___ SUPPLIED RECORDS

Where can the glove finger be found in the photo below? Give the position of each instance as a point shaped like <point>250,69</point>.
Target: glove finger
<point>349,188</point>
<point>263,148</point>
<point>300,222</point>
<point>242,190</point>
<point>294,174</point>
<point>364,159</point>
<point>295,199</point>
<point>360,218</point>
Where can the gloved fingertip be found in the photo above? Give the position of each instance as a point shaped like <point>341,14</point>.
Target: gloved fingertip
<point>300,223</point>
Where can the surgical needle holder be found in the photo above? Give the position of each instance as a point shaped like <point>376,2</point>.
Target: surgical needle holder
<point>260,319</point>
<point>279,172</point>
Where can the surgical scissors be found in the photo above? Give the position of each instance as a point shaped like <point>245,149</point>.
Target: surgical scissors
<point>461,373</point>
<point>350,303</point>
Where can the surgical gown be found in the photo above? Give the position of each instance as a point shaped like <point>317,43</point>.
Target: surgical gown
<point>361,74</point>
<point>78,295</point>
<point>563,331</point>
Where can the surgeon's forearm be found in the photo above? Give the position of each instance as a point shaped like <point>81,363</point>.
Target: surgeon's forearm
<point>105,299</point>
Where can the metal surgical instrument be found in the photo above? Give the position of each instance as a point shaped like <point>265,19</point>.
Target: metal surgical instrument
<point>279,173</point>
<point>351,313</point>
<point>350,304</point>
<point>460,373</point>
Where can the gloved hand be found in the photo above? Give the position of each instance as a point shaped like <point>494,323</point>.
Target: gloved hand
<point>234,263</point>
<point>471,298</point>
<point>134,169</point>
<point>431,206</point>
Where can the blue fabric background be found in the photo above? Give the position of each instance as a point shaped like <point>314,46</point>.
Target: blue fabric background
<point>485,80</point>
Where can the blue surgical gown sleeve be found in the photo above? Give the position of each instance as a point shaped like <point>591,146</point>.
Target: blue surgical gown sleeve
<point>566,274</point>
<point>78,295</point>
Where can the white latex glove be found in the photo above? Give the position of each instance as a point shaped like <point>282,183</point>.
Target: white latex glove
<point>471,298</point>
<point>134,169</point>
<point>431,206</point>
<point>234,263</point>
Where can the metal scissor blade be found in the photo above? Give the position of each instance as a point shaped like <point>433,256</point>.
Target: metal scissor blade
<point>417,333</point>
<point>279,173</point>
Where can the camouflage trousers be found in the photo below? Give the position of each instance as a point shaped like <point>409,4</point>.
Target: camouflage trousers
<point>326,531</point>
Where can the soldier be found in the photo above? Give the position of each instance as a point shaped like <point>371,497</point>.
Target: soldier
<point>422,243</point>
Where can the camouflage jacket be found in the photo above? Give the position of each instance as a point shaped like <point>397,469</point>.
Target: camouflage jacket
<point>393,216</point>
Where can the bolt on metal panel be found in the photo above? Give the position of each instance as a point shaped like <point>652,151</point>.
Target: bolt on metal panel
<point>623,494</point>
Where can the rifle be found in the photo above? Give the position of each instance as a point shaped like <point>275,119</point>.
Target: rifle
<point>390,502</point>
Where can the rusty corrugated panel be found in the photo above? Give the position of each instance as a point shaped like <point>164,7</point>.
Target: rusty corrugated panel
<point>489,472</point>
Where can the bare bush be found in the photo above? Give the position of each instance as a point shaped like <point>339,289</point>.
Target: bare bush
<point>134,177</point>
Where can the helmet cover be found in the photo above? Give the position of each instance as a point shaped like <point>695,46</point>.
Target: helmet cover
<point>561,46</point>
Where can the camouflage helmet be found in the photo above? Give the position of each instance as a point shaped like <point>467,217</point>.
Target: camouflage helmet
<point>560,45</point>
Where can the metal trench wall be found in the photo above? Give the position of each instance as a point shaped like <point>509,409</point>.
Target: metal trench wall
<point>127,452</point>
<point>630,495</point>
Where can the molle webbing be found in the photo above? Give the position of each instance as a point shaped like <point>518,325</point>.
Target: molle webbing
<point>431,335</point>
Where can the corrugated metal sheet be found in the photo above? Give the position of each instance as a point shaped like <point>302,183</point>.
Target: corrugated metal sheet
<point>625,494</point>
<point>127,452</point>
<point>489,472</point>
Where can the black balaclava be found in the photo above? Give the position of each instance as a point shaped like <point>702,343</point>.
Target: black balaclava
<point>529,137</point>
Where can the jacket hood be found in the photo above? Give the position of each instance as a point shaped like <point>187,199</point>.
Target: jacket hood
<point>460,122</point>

______

WHAT IS BEING ASKED »
Copy out the lines of the entries above, word for word, starting with the line that contains "Where can the camouflage trousers" and ending with the line that contains "<point>630,495</point>", both included.

REPLY »
Where can the camouflage trousers be found in the photo below? Give the position of each instance as a point shaped like <point>409,4</point>.
Target: camouflage trousers
<point>326,531</point>
Where can the soldier be found in the photo above? Give the position of each instance as a point shaped like <point>371,497</point>.
Target: soldier
<point>422,243</point>
Where can the camouflage jacket be found in the photo above? Give the position of each instance as a point shaped like <point>397,469</point>.
Target: camouflage jacket
<point>393,216</point>
Where can the bolt on metal panel be found in the photo above? Give the position of each instance as a point shaped like <point>652,151</point>.
Target: bolt on metal panel
<point>623,494</point>
Where can the rifle be found in the photo above? Give the position of each instance as a point shaped like <point>275,119</point>.
Target: rifle
<point>390,502</point>
Where can the rusty corrugated panel be found in the photo above? Give the position of each instance as a point shaped like <point>164,7</point>.
Target: rusty corrugated panel
<point>489,472</point>
Where can the bare bush be found in the photo above? Give the position of each instance as a point shaped like <point>339,289</point>.
Target: bare bush
<point>134,177</point>
Where can the helmet cover be found in the photo above? Give the position of each instance as a point shaped like <point>695,46</point>.
Target: helmet cover
<point>561,46</point>
Where can the camouflage helmet be found in the photo above? Give the position of each instance as a point shaped like <point>467,217</point>.
Target: camouflage helmet
<point>560,45</point>
Where can the metal trench wall be found in the photo above? Give the position of each instance as a point shaped like <point>509,409</point>.
Target: metal trench wall
<point>127,452</point>
<point>630,495</point>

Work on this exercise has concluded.